What the exercise asks
Please copy out each line of the entries in which "below" appears.

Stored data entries
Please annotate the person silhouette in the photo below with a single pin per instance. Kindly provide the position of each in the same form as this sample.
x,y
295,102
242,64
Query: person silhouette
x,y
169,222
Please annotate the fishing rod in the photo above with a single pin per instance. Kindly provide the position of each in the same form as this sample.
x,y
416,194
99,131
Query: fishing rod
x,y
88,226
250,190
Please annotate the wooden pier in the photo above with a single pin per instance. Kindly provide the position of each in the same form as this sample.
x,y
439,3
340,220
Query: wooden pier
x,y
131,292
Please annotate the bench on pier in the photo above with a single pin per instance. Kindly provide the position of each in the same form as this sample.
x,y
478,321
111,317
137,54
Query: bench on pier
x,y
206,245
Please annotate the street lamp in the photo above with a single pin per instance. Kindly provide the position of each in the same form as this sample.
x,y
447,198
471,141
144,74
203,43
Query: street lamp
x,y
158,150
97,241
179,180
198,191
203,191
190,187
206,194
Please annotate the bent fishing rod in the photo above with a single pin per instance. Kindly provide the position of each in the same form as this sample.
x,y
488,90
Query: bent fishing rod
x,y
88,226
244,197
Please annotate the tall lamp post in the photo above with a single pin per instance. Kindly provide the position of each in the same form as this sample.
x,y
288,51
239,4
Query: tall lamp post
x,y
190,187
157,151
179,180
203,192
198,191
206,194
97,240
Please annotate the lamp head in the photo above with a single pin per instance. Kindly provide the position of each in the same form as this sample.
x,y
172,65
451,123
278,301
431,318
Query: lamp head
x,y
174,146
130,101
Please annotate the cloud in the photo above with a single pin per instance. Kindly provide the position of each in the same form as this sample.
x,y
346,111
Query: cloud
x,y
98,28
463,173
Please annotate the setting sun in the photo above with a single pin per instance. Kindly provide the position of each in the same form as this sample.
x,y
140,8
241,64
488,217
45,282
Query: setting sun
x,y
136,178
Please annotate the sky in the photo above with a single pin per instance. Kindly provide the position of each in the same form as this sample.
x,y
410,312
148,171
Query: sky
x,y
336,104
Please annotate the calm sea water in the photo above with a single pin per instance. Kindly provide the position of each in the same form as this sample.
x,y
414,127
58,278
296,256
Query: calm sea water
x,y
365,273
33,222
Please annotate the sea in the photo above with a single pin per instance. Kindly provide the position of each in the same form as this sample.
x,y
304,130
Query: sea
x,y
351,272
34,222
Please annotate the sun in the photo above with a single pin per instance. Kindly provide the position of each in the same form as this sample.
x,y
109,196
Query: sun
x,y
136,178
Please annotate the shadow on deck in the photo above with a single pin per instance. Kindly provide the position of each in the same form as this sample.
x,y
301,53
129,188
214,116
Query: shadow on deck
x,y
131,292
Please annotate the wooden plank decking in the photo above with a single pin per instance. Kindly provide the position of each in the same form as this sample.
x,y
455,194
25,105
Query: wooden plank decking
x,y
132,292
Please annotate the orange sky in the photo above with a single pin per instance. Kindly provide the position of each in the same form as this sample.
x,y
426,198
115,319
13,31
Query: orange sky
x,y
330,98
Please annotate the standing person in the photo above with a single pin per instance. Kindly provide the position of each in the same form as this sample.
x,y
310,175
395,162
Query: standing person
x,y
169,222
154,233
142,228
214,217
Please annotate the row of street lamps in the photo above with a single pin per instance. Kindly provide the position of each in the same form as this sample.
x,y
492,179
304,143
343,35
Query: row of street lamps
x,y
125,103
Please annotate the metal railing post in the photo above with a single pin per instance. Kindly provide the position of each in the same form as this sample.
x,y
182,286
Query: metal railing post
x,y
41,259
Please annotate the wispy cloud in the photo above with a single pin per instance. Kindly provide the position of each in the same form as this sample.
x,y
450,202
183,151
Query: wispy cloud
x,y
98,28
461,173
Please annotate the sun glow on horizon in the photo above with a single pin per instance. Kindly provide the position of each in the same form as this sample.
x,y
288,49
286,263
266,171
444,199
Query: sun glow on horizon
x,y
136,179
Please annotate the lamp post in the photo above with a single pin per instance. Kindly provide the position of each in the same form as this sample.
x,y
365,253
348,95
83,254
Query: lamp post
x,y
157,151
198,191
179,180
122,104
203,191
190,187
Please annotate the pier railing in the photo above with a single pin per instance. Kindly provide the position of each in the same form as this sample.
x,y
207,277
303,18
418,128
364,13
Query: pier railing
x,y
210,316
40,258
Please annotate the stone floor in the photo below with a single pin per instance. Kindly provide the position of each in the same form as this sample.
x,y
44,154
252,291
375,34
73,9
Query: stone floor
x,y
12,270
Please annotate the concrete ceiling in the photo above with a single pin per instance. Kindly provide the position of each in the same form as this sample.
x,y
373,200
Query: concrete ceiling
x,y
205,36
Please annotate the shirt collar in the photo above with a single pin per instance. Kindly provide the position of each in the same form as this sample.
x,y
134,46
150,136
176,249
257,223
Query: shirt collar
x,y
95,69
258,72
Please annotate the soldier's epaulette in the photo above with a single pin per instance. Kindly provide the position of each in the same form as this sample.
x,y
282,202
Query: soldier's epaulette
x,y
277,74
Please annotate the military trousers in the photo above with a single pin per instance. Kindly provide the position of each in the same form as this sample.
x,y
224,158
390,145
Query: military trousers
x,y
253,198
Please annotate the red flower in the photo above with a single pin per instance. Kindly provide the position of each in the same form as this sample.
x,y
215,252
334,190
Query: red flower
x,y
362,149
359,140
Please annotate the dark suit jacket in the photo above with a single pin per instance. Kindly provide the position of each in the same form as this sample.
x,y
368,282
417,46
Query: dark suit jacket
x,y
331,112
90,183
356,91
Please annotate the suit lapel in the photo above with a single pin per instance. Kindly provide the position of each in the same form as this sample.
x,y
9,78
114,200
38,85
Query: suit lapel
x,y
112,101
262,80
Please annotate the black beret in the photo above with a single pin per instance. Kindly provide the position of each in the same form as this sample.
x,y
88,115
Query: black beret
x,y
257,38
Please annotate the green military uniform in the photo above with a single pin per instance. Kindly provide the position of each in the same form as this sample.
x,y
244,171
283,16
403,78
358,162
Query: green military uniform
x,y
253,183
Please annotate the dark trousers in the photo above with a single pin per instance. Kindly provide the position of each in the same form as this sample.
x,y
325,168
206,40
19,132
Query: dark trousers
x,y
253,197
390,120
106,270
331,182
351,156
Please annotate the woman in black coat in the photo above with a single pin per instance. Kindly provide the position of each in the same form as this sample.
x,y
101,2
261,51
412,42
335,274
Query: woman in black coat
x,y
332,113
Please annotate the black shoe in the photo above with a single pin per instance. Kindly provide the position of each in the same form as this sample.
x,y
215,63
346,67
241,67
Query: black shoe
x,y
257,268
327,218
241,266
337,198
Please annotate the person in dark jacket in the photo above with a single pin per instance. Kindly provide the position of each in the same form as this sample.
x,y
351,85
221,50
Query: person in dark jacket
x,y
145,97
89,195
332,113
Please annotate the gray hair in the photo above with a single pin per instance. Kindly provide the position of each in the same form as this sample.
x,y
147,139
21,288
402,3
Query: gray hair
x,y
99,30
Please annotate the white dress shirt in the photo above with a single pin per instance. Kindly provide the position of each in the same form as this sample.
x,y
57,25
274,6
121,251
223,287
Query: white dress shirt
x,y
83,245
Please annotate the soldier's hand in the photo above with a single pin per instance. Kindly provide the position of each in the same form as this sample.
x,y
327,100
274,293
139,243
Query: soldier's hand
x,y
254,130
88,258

...

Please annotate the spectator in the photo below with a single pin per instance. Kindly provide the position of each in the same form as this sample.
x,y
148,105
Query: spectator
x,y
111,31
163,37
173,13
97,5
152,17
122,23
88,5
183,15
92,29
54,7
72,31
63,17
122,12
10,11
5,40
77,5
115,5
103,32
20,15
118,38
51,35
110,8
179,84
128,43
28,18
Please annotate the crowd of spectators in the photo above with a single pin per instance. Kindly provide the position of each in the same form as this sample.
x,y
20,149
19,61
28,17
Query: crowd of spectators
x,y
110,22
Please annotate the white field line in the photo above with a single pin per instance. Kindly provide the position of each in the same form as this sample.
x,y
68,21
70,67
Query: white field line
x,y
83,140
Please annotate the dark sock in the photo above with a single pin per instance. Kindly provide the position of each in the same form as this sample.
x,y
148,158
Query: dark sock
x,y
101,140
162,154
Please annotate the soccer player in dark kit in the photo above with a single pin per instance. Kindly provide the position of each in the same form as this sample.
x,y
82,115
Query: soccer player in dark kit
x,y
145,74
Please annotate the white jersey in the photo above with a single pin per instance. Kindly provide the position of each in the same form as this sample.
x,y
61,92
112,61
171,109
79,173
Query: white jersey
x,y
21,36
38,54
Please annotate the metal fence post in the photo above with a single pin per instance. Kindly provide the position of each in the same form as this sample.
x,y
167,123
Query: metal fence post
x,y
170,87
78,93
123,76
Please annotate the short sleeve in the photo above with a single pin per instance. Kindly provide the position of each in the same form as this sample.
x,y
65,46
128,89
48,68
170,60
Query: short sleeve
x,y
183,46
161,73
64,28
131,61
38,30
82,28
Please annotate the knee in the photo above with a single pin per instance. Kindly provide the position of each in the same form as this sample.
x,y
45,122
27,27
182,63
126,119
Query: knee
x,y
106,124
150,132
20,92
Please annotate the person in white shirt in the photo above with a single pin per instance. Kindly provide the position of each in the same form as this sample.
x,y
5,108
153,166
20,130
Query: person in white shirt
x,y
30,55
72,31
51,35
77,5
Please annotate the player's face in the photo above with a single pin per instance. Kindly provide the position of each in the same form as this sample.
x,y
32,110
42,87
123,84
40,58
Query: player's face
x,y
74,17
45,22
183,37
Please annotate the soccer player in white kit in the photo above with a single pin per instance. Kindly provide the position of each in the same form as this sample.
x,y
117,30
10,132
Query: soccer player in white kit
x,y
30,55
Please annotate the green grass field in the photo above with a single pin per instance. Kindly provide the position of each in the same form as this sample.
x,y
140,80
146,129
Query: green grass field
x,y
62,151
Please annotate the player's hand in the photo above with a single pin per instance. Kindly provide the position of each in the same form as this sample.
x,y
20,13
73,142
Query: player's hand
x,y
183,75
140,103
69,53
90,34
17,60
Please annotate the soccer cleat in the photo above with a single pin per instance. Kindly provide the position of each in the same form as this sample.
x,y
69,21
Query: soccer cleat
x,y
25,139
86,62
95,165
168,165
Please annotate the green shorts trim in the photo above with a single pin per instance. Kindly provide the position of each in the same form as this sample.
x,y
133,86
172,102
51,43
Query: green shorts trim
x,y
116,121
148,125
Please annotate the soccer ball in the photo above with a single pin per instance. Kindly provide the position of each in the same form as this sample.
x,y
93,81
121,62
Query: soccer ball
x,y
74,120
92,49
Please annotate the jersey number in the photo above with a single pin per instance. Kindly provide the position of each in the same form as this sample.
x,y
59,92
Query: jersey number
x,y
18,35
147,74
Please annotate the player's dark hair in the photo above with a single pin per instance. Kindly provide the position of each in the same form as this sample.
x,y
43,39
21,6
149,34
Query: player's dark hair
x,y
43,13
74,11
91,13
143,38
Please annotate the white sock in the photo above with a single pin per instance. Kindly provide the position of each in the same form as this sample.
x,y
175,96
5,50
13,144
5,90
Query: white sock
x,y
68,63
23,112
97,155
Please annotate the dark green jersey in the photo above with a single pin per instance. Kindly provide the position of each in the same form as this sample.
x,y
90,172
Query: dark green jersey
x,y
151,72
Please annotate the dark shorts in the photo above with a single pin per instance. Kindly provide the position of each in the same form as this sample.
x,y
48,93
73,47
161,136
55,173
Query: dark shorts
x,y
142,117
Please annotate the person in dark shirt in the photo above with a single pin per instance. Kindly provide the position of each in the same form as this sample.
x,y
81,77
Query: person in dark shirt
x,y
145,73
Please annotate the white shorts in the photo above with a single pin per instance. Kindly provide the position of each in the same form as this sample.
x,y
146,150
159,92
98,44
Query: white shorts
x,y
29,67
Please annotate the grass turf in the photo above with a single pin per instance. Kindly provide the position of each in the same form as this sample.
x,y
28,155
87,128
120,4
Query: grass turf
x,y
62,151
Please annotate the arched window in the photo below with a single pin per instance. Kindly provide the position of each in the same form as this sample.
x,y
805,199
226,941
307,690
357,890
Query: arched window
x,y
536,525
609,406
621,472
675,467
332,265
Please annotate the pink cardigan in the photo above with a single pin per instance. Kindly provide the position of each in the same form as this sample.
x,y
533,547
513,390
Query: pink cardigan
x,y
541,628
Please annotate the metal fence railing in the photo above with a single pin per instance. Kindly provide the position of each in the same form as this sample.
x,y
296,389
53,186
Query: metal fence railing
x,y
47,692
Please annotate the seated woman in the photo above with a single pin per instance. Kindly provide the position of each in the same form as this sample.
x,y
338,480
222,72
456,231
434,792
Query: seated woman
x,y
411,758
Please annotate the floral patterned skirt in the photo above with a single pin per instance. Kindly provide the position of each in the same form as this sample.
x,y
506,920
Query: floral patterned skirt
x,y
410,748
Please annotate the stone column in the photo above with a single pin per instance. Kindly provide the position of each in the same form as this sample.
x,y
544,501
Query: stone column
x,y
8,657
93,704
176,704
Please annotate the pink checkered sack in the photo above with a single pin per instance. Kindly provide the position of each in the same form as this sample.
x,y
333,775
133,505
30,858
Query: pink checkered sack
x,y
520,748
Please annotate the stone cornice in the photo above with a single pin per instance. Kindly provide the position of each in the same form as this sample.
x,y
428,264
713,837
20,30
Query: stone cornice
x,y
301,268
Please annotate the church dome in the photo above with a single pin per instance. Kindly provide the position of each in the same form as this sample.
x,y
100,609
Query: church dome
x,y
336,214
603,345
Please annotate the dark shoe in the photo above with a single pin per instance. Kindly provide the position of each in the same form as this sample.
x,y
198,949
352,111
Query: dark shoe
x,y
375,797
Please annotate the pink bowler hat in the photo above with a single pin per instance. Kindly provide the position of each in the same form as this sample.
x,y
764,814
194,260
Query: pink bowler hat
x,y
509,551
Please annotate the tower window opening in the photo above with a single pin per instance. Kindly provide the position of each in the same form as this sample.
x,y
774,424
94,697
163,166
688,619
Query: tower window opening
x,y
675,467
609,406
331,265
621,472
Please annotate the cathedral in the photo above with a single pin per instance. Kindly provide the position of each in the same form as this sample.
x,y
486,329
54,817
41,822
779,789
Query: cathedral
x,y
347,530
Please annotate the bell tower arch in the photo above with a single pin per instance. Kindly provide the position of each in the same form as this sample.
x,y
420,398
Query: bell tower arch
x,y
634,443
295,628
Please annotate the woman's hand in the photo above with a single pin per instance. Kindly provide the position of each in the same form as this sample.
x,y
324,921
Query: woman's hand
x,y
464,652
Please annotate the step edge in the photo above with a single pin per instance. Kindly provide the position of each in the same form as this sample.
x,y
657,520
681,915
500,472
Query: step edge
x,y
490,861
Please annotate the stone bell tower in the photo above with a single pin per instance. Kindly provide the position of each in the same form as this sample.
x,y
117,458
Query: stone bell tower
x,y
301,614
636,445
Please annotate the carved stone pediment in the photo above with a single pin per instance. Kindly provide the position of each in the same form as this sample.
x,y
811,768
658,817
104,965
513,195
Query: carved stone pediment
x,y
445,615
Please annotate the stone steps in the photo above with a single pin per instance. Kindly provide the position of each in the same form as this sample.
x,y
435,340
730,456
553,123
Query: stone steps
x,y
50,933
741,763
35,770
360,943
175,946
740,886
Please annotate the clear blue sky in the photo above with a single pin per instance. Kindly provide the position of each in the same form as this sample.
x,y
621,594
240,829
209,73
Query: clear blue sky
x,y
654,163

Exercise response
Please annotate the person silhouette in the photo below with a single pin per instance. Kindly provide the position of each in the same form as this sample.
Please annotate the stone floor in the photo below with a single pin per instance. Kindly provide the position of each in the same form as this sample.
Please annotate the spectator in the photo below with a single pin per instance. Kindly provide the position of each in the same form as this sample.
Please annotate the arched window in the photo below with a single pin per instance. Kindly provide the position of each in the same form as this sample.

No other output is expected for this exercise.